Description of the task: Find every line in the entries below that contains the word "positive", and copy each of those lines.
____
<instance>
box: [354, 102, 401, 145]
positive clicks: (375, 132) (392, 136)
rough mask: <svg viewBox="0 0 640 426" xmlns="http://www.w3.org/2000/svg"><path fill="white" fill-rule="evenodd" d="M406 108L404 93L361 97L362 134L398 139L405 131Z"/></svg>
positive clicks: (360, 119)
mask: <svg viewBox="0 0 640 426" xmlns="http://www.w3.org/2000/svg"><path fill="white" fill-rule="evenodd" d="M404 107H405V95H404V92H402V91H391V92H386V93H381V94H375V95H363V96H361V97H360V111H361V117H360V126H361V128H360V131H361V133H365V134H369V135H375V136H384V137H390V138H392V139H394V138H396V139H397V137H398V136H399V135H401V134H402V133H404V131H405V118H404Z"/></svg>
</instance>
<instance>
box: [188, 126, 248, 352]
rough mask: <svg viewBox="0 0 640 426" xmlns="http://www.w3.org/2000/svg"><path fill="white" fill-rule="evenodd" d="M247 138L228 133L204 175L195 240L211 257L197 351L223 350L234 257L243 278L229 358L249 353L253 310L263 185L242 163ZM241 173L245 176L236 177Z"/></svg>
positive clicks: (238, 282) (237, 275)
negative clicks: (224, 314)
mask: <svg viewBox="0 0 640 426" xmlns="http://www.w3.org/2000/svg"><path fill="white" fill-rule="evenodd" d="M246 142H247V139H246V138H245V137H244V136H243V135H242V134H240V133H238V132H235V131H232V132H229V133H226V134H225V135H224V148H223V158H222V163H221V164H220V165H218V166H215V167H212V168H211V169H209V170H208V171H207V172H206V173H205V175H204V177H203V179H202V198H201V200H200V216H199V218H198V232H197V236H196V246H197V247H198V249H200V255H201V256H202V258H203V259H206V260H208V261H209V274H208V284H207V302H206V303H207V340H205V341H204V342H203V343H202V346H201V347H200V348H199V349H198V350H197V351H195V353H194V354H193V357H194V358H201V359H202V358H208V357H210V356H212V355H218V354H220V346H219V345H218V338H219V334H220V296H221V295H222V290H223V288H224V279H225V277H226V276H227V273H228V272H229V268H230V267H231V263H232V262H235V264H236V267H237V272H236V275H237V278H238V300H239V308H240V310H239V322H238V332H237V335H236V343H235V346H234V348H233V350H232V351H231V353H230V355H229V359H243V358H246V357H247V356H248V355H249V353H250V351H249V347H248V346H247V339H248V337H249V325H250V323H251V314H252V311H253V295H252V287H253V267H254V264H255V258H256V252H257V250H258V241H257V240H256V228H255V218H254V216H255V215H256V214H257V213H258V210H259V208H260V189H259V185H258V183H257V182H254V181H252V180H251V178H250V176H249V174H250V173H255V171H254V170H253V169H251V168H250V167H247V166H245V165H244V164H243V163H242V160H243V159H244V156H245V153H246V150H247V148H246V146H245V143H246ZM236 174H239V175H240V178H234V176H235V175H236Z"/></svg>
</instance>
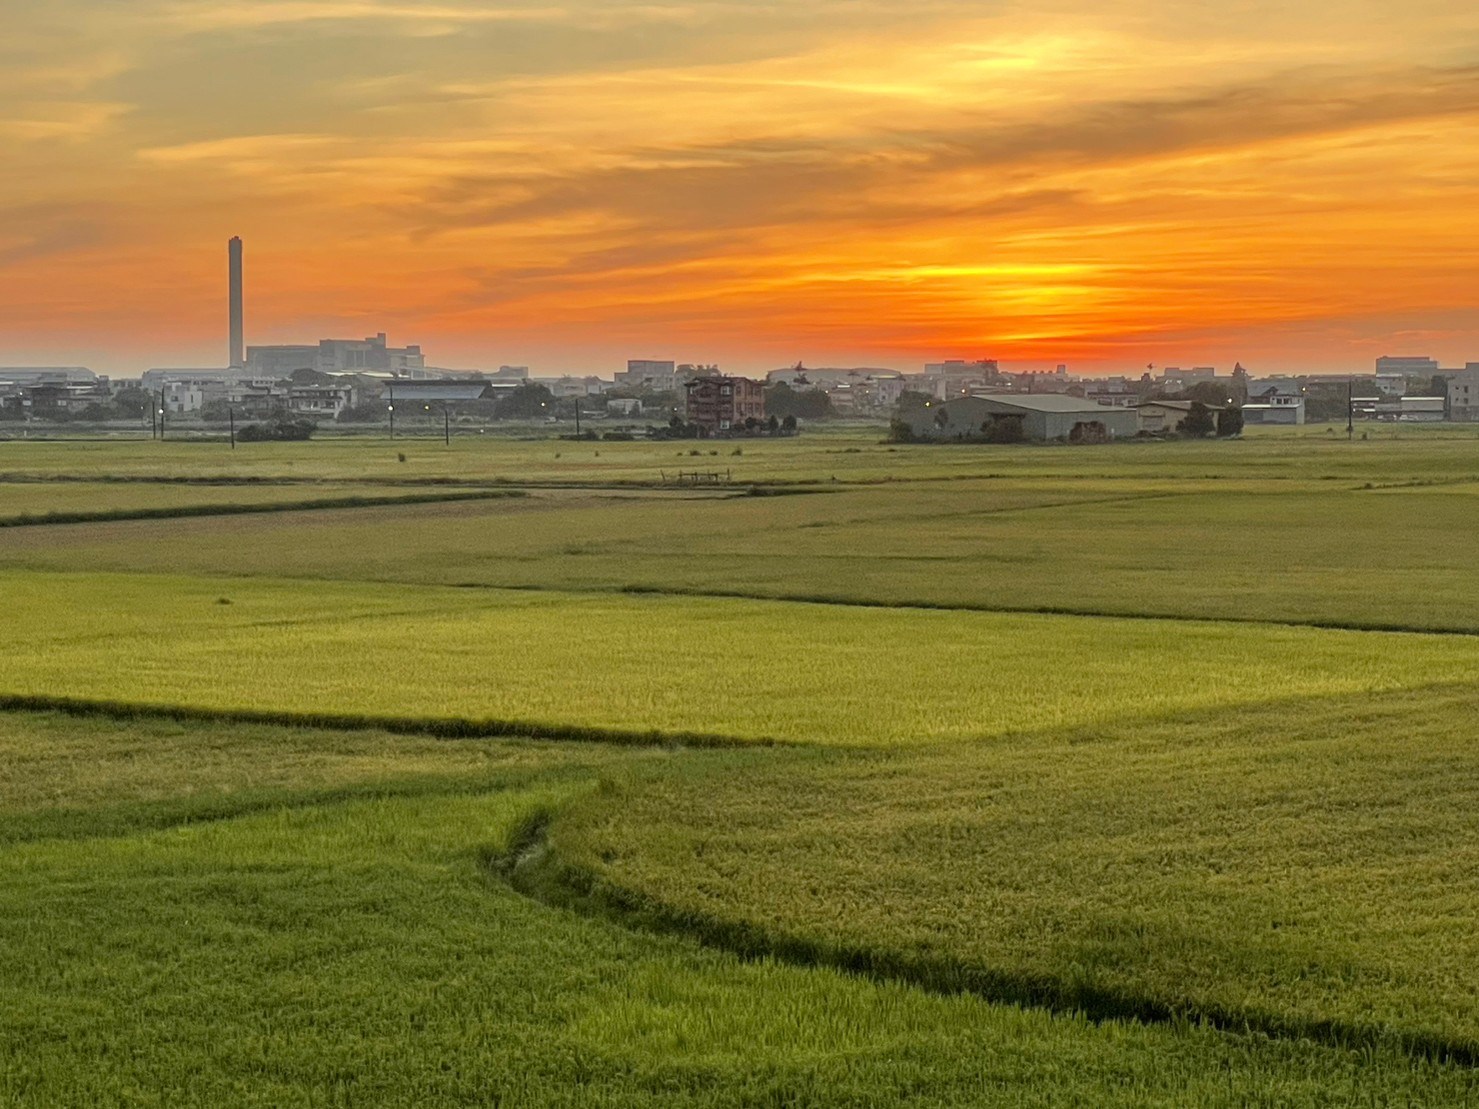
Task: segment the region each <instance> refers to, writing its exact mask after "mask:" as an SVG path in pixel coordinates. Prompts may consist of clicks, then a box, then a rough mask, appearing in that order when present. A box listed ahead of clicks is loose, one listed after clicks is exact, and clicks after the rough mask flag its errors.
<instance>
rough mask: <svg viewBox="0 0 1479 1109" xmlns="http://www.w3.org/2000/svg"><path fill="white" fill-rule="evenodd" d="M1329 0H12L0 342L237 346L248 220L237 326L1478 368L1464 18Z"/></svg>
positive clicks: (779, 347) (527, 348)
____
Expected answer:
positive clicks: (375, 132) (392, 136)
positive clicks: (360, 119)
positive clicks: (238, 282) (237, 275)
positive clicks: (779, 347) (527, 348)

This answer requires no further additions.